::: Material for the task :::

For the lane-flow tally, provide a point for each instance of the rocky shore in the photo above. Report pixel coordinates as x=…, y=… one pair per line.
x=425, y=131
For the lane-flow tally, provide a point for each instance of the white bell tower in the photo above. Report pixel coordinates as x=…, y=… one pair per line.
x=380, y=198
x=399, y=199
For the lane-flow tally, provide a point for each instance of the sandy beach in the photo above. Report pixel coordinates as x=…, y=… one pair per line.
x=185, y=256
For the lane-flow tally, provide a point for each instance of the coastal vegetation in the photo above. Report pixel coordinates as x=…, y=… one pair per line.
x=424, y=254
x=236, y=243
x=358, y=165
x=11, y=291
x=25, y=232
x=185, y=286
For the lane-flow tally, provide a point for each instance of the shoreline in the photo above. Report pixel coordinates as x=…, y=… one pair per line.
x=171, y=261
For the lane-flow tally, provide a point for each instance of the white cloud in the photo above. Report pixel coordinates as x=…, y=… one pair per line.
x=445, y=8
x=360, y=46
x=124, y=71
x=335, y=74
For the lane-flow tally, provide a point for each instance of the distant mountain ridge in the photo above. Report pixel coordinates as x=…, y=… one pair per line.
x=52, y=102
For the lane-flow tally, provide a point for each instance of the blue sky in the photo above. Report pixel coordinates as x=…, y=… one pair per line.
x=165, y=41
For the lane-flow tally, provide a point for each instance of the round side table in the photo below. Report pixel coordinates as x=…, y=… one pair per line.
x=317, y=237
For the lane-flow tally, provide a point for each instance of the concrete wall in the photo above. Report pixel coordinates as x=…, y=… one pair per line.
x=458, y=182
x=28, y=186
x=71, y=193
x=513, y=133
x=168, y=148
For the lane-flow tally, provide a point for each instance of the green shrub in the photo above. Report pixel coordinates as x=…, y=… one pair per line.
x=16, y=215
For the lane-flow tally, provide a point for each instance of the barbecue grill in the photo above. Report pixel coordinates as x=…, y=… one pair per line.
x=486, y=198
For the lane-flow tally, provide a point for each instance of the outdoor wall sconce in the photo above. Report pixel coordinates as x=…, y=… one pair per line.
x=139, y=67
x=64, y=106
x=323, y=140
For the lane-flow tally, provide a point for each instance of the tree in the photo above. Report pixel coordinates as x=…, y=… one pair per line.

:::

Prompt: Would you be able to transcribe every line of the data exactly?

Your solution:
For the lane-flow tally, provide a point for each instance of the rocky shore in the photo above. Report pixel coordinates as x=…, y=… one pair per line.
x=425, y=131
For the lane-flow tally, provide a point for each instance of the white bell tower in the photo above. Report pixel coordinates as x=…, y=… one pair per line.
x=380, y=198
x=399, y=199
For the lane-flow tally, provide a point for each instance of the sandy beach in the photo above. Report pixel coordinates as x=…, y=… one pair per line.
x=185, y=256
For the lane-flow tally, provide a point for each instance of the coastal vegetation in the photo above. Report pixel coordinates as x=…, y=… one pair per line.
x=424, y=254
x=236, y=243
x=358, y=165
x=11, y=291
x=25, y=232
x=185, y=286
For the lane-flow tally, provide a point for each instance of the shoreline in the photo above. Report pixel coordinates as x=…, y=… one pair per line.
x=171, y=261
For the lane-flow tally, provide a point for each instance of the white cloud in the photo above. Report pixel coordinates as x=…, y=… one pair per line.
x=445, y=8
x=360, y=46
x=124, y=71
x=335, y=74
For the lane-flow tally, provide a point for each instance of the distant mountain ridge in the photo above. Report pixel coordinates as x=…, y=… one pair per line.
x=52, y=102
For the lane-flow tally, provide a point for each instance of the blue sky in the photo above. Report pixel coordinates as x=…, y=… one pair per line.
x=165, y=41
For the lane-flow tally, provide a point for each instance of the round side table in the photo below. Report pixel coordinates as x=…, y=… one pair per line.
x=317, y=237
For the lane-flow tally, provide a point for each instance of the concrete wall in the photo above. Report pixel coordinates as x=…, y=… one pair per line.
x=458, y=182
x=28, y=186
x=71, y=193
x=513, y=133
x=168, y=148
For the lane-flow tally, provide a point for each instance of the green shrub in the photo above. Report pixel coordinates as x=…, y=… one pair per line.
x=16, y=215
For the lane-flow tally, provide a point for each instance of the barbecue grill in the photo above. Report pixel coordinates as x=…, y=… one pair per line.
x=486, y=198
For the lane-flow tally, provide a point for each instance of the outdoor wall sconce in the photo above. Report pixel coordinates as x=…, y=… one pair per line.
x=139, y=67
x=64, y=106
x=323, y=140
For the lane-flow tally, provide a point for each instance of the tree in the photo above. Report pixel coordinates as x=…, y=… one pair per line.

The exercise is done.